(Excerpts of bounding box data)
+ + +

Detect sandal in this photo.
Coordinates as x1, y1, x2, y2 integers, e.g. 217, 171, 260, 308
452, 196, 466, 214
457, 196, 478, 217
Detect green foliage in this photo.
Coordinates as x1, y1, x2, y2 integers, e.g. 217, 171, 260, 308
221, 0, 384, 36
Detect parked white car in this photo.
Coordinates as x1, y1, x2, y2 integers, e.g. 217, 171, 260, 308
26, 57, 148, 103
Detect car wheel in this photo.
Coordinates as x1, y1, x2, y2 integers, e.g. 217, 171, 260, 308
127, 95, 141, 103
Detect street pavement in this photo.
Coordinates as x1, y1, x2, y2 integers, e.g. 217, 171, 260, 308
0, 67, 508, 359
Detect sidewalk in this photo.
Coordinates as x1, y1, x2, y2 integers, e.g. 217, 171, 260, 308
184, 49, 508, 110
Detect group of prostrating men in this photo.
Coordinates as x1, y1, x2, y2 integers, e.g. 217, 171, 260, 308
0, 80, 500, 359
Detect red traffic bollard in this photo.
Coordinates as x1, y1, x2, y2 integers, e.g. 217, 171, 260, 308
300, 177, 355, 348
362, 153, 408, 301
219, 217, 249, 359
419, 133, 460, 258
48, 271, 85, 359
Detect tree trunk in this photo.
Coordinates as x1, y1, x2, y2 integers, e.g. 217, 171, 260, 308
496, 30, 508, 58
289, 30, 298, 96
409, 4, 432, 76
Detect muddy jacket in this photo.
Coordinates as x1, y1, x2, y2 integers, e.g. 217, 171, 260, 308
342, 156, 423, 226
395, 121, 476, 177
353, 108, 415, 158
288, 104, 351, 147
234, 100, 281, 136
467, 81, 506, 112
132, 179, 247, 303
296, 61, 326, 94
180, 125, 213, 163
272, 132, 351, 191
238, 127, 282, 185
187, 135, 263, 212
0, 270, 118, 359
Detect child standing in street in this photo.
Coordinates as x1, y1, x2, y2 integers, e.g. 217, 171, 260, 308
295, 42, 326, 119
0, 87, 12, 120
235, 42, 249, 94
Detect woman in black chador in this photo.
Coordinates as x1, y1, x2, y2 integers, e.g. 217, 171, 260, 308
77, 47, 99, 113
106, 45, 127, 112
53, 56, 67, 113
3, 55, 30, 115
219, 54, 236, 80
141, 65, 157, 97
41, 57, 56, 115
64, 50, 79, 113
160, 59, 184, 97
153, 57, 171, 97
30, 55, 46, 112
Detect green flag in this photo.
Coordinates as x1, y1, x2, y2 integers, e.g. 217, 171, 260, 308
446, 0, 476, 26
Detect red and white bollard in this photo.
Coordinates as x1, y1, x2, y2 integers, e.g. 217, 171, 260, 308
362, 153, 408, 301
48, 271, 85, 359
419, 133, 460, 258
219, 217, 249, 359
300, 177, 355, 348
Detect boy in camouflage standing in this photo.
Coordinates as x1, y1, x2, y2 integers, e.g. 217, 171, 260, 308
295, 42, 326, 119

+ + +

** YOUR OBJECTIVE **
Copy every one of the lines above verbatim, from the first to the last.

** ANSWER IN FULL **
Detect sandal in this photo.
Coordinates as x1, y1, x2, y2 integers, e.g. 217, 171, 260, 308
452, 196, 466, 214
457, 196, 478, 217
Detect green foliage in this photo.
Coordinates as x1, y1, x2, y2 integers, e.g. 217, 171, 260, 308
221, 0, 384, 36
Detect parked white car in this photo.
Coordinates as x1, y1, x2, y2 integers, e.g. 217, 171, 260, 308
26, 57, 148, 103
Detect car wheel in this photo.
Coordinates as x1, y1, x2, y2 integers, e.g. 217, 171, 260, 308
127, 95, 141, 103
Detect street pavement in this photo.
Coordinates as x1, y1, x2, y2 integers, e.g. 217, 171, 260, 308
0, 67, 508, 359
Detect sidewalk in this photo.
Coordinates as x1, y1, x2, y2 integers, e.g. 217, 171, 260, 308
184, 49, 508, 110
Detect group of prostrating men in this photo.
Coordinates as x1, y1, x2, y2 integers, e.g. 217, 171, 260, 308
0, 80, 500, 359
Detect red traffic bollard in this photo.
Coordinates as x1, y1, x2, y2 integers, e.g. 217, 171, 260, 308
300, 177, 355, 348
362, 153, 408, 301
219, 217, 249, 359
419, 133, 460, 258
48, 271, 85, 359
Detect tree trunk in this photo.
Coordinates as x1, y1, x2, y2 integers, e.g. 217, 171, 260, 308
496, 30, 508, 58
289, 30, 298, 96
409, 4, 432, 76
Detect muddy jacket in this photo.
Coordinates as x1, y1, x2, y2 integers, e.g. 217, 171, 260, 308
342, 156, 423, 226
395, 121, 476, 177
353, 108, 415, 158
288, 104, 351, 147
234, 100, 281, 136
467, 81, 506, 112
132, 179, 247, 303
296, 61, 326, 94
180, 125, 213, 163
272, 132, 351, 191
238, 127, 282, 185
187, 135, 263, 212
0, 270, 118, 359
Detect child standing in street in this photo.
Coordinates as x1, y1, x2, y2 integers, e.g. 217, 171, 260, 308
295, 42, 326, 119
0, 87, 12, 120
235, 42, 249, 94
Detect woman in black chador in this photo.
Coordinates as x1, y1, x2, y2 integers, e.g. 217, 171, 260, 308
77, 47, 99, 113
106, 45, 127, 112
53, 56, 67, 113
3, 55, 30, 115
219, 54, 236, 80
141, 65, 157, 97
41, 57, 56, 115
64, 50, 79, 113
160, 59, 184, 97
153, 57, 171, 97
30, 55, 46, 112
Detect green flag in this photo.
Coordinates as x1, y1, x2, y2 integers, e.g. 217, 171, 260, 308
446, 0, 476, 26
Detect red and white bollard in this photo.
Coordinates as x1, y1, x2, y2 integers, e.g. 217, 171, 260, 308
362, 153, 408, 301
48, 271, 85, 359
419, 133, 460, 258
219, 217, 249, 359
300, 177, 355, 348
Detect boy in camouflage standing in this photo.
Coordinates as x1, y1, x2, y2 integers, e.g. 217, 171, 260, 308
295, 42, 326, 119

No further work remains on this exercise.